**Directions**
Whenever a line in the data holds the string "windshield", pull that line out.
(Beginning of Excerpted records)
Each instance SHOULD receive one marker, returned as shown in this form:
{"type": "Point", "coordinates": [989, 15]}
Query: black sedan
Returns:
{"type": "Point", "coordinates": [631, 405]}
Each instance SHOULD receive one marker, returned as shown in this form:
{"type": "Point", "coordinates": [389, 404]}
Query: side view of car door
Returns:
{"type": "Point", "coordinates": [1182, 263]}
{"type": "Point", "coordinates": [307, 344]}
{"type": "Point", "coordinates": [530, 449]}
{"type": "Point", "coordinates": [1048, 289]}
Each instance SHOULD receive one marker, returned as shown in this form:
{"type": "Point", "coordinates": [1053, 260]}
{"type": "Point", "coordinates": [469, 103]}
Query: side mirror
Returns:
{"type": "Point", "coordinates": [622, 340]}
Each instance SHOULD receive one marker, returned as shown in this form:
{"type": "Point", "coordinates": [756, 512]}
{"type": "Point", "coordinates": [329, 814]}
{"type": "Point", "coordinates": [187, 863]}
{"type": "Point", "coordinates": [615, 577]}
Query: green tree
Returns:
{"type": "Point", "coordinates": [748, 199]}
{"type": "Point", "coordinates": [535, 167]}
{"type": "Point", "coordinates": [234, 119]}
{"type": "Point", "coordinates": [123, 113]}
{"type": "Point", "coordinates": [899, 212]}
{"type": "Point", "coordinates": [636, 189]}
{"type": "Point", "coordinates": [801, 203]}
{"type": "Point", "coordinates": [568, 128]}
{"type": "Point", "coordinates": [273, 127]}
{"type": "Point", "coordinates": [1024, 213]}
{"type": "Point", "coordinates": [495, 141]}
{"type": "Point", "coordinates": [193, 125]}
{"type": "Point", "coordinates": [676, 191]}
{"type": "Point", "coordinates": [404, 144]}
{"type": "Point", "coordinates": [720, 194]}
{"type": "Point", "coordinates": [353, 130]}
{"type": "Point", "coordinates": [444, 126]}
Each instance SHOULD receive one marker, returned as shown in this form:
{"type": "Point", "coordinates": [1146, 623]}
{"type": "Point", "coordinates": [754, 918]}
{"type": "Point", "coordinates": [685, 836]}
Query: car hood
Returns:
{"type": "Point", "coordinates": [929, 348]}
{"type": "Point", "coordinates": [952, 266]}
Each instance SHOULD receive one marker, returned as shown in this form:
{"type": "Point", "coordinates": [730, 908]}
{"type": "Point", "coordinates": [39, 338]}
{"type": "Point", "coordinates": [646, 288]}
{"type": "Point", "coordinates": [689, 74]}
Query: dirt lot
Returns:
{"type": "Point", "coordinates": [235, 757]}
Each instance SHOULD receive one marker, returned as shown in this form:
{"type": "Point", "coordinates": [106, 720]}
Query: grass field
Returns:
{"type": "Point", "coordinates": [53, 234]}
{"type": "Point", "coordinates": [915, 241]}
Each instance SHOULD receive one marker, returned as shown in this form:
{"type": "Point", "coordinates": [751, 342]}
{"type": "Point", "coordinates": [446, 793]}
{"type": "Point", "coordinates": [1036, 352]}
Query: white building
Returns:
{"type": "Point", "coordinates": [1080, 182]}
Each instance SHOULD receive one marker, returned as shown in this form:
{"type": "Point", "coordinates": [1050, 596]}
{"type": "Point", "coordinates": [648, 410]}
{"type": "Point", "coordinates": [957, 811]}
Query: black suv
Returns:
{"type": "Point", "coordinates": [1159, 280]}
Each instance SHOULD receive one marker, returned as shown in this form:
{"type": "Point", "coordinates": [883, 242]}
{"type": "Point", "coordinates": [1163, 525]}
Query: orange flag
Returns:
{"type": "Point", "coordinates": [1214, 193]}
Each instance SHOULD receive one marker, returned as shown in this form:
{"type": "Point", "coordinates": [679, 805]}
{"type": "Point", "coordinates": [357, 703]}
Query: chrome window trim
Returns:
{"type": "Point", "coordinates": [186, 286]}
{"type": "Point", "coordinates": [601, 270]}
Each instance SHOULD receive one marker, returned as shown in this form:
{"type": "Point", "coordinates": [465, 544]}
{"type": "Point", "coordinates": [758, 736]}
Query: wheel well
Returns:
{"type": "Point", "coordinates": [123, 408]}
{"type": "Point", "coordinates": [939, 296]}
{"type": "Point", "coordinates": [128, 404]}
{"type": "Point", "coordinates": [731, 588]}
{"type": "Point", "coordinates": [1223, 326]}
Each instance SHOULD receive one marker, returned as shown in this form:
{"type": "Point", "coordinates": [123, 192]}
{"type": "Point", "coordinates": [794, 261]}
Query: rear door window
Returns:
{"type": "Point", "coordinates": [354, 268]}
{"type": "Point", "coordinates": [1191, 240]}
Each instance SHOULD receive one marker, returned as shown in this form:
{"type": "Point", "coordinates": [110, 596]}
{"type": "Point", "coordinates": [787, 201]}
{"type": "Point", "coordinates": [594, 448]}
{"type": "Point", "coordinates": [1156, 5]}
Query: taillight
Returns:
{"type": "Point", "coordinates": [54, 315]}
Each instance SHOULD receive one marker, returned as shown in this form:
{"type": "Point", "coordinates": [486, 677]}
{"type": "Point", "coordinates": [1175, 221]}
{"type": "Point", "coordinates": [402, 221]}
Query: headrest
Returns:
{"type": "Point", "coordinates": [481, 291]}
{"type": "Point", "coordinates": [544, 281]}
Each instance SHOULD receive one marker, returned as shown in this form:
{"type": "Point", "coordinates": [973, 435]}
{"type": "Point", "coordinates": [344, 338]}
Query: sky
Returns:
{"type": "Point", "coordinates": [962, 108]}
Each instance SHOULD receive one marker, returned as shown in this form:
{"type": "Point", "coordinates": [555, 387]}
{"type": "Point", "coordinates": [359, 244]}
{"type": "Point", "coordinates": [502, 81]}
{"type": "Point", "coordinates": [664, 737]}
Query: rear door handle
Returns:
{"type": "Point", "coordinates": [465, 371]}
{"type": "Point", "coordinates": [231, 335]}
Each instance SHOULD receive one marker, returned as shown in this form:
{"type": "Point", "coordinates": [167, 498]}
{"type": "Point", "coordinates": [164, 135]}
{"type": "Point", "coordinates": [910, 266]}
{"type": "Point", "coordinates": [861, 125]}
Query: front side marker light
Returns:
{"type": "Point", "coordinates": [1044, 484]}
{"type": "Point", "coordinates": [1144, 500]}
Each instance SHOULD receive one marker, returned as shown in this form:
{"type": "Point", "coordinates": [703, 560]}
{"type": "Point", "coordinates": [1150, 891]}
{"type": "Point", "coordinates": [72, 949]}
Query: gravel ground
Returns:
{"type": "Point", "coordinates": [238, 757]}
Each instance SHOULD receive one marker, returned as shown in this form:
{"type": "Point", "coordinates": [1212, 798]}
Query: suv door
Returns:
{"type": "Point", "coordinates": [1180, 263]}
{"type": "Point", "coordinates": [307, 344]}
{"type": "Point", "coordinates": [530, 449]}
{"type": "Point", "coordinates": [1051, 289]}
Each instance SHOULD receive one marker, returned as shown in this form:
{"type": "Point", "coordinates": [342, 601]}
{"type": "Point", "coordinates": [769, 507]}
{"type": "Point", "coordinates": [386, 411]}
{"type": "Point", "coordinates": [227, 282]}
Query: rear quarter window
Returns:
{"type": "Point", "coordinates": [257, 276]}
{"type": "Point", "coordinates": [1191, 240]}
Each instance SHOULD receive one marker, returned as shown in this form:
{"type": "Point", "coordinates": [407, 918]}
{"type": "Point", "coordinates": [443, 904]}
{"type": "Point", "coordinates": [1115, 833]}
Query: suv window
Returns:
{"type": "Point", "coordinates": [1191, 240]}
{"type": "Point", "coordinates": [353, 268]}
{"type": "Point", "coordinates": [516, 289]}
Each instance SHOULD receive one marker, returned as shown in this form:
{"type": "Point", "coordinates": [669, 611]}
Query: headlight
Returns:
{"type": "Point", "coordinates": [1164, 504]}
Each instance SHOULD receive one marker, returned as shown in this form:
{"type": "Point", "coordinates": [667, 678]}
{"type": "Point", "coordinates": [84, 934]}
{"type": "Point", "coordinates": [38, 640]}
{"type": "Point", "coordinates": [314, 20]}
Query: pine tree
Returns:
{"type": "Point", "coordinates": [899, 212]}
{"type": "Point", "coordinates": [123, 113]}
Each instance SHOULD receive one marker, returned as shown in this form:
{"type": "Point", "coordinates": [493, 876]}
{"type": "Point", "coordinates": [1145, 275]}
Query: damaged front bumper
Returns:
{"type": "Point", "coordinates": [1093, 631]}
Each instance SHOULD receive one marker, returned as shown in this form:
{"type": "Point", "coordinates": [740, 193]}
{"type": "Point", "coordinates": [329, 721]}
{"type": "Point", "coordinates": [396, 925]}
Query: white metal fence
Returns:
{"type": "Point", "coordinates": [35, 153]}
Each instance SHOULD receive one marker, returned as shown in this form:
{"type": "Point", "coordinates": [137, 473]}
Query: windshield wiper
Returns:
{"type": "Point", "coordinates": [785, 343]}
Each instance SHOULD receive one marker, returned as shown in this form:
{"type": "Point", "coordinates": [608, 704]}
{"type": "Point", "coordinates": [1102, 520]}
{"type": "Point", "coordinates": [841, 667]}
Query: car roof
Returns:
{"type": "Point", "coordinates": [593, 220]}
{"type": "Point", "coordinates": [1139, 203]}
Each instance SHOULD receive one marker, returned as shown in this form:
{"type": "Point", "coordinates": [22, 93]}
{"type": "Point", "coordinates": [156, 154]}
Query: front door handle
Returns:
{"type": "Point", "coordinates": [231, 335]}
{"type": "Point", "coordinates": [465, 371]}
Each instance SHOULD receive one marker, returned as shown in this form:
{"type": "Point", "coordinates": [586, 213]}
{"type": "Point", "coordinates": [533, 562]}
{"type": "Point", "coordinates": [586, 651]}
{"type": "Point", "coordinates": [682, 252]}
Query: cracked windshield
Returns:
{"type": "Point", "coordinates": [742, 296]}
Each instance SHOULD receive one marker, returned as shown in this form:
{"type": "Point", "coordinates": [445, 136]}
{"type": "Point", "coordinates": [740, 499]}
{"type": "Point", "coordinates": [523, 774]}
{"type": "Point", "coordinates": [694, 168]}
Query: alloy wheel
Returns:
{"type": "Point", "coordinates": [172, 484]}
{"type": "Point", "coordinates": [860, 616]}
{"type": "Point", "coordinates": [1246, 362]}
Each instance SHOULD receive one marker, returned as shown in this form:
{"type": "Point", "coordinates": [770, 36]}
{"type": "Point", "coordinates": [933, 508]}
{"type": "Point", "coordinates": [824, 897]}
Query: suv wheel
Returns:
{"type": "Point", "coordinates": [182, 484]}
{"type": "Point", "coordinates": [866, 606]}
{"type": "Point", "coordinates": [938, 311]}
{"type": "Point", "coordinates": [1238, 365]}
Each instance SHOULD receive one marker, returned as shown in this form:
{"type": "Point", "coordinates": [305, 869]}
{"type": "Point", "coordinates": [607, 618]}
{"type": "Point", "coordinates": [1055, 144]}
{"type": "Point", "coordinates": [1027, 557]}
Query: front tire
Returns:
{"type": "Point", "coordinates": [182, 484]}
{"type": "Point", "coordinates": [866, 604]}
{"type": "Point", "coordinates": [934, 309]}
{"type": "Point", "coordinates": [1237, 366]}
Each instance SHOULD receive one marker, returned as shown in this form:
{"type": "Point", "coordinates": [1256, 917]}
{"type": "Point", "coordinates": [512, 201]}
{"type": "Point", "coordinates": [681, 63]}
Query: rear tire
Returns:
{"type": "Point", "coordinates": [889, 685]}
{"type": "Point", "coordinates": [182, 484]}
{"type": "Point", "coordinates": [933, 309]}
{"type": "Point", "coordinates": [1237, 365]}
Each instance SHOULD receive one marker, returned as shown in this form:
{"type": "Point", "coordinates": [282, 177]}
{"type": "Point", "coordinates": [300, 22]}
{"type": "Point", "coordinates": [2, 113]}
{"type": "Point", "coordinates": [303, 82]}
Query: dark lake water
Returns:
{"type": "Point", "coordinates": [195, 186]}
(End of Excerpted records)
**Result below**
Query: windshield wiper
Query: cracked windshield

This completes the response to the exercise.